▶ Instructions for the task:
Write out all the rows below again, changing "noun phrase" to "text label" wherever it appears and keeping everything else the same. Leave the pictures out.

▶ Record set:

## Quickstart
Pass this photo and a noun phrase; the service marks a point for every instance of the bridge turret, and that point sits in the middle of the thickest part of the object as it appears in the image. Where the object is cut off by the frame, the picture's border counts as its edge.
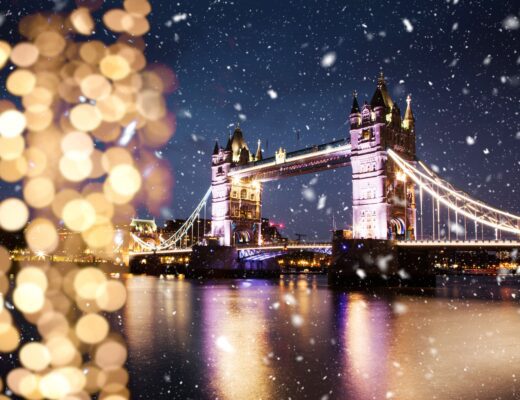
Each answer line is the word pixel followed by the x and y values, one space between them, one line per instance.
pixel 258 155
pixel 220 193
pixel 355 112
pixel 237 144
pixel 383 204
pixel 409 119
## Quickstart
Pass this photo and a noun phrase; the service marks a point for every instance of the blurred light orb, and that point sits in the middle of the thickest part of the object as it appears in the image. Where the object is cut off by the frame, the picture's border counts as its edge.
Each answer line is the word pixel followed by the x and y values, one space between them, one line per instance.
pixel 92 328
pixel 12 123
pixel 14 214
pixel 35 356
pixel 114 67
pixel 125 180
pixel 28 298
pixel 79 215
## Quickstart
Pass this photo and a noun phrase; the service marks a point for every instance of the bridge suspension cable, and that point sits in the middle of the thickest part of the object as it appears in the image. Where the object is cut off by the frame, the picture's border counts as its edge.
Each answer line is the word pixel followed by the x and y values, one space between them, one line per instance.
pixel 177 237
pixel 456 200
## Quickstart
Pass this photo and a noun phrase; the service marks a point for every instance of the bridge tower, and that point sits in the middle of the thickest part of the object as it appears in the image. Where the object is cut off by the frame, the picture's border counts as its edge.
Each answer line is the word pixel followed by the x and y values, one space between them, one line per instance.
pixel 236 203
pixel 383 200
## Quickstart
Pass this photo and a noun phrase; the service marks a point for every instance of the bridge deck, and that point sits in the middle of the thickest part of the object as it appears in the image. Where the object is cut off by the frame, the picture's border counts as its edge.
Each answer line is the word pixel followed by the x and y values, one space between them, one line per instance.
pixel 312 159
pixel 487 244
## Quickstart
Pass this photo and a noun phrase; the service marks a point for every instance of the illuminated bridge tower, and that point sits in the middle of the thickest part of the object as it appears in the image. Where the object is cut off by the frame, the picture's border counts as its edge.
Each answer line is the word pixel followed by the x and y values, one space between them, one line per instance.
pixel 236 203
pixel 383 200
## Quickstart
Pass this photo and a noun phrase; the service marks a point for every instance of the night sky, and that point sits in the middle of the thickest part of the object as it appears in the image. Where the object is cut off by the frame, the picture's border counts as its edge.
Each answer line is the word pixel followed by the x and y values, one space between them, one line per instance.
pixel 260 63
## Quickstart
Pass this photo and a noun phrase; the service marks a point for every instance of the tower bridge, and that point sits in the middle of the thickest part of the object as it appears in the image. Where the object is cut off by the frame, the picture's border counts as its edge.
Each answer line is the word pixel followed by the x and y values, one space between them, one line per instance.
pixel 390 191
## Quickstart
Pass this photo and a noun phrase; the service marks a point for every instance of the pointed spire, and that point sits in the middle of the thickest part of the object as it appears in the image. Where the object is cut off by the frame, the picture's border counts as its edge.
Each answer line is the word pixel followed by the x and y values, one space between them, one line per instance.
pixel 408 115
pixel 258 155
pixel 355 104
pixel 377 98
pixel 381 96
pixel 409 119
pixel 381 80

▶ Answer for the task:
## Quickstart
Pass this photo and a text label; the service marks a point for every instance of the bridge turret, and that point sits in the middle of the thickest part of the object as it appears in the image. Where the object is cut off by the frame, the picture's border counts as its edge.
Each answer line is the word pixel followed by the x and y values, one space between them, one line per instance.
pixel 258 155
pixel 220 193
pixel 355 112
pixel 237 144
pixel 383 204
pixel 409 119
## Quickstart
Pass this photo and a text label; the service marks a point for every instance of the blurred light orb, and that point sits in the middle of the thickest part of the object as it appears in the image. Where the object is cut off by the frame, the picture's border counts as its edge.
Each answer line is the word pixel followed by the x and y values, one space between them, one line per instance.
pixel 92 328
pixel 12 123
pixel 14 214
pixel 35 356
pixel 114 67
pixel 125 180
pixel 28 298
pixel 79 215
## Quickstart
Pass this photo and a text label; the service marks a point for every instance of the bridge suspension cable, and that point sits in the middle of the thickest part of the object as it appears in the image. Where the object is cut off by the frame, the picture's border counts as its edge.
Each answer line is the word pixel followed by the x and y values, one space between them, one line per instance.
pixel 177 237
pixel 456 200
## Quickstart
Pass this photo and a text label; the service marks a point for every instance of the bridge tower, and that point sits in the middle of the thickest part of the object as it appears in the image. Where the object is cut off by the frame, the picture's border counts as its edge.
Each answer line is the word pixel followed by the x and y values, one space between them, one line per instance.
pixel 236 203
pixel 383 200
## Quickstart
Pass this photo and a text label; the service marks a point for every instance of the bridge deck, and that point sits in the middle of the thickest part of the object as it appears in the image. Where the object is cut off by the frame, the picture's border counts as its edge.
Each answer line is the word pixel followed by the x and y values, one space between them, one line per instance.
pixel 312 159
pixel 487 244
## Quickstart
Pass this photo and a text label; the service marks a point for every instance of the illuminated bridge tower, and that point sits in the middle of the thickest part of the object as it appears in the image. Where the object is cut off by the frame, the picture's border counts as its edge.
Each answer line is the word pixel followed by the x and y values, one space between them, one line per instance.
pixel 236 203
pixel 383 200
## Quickstart
Pass this photo and a text label; the service marks a point for every instance of the night sky, and that point sits in the middle of the thickest part of the object as it appears in the image. Where the object is cut off by the frame, the picture's border counts as its edge.
Each answer line is the word pixel followed by the x and y values, one space between them, one line per instance.
pixel 260 63
## Quickstart
Pass this photo and a text label; the service marks a point for every instance of the tower bridge, and that point sits in the middle of the thickest part of the object as it appears in the image. Where the object is cut off by the frame, the picture's border counts as its edge.
Each answer line is the word pixel followed by the x and y values, one space between them, one line per instance.
pixel 390 191
## Quickstart
Pass this photo and a text label; the service marks a point for every instance of the pointed spire, and that point sits in the middle of the thickest part of the object as it appears in the image. Where the object is cut off by the frame, the picture's border counts as its edge.
Each answer line is the word pixel followed by the x and y values, one space between them, one line per instance.
pixel 408 115
pixel 258 155
pixel 355 104
pixel 377 98
pixel 381 96
pixel 409 119
pixel 381 80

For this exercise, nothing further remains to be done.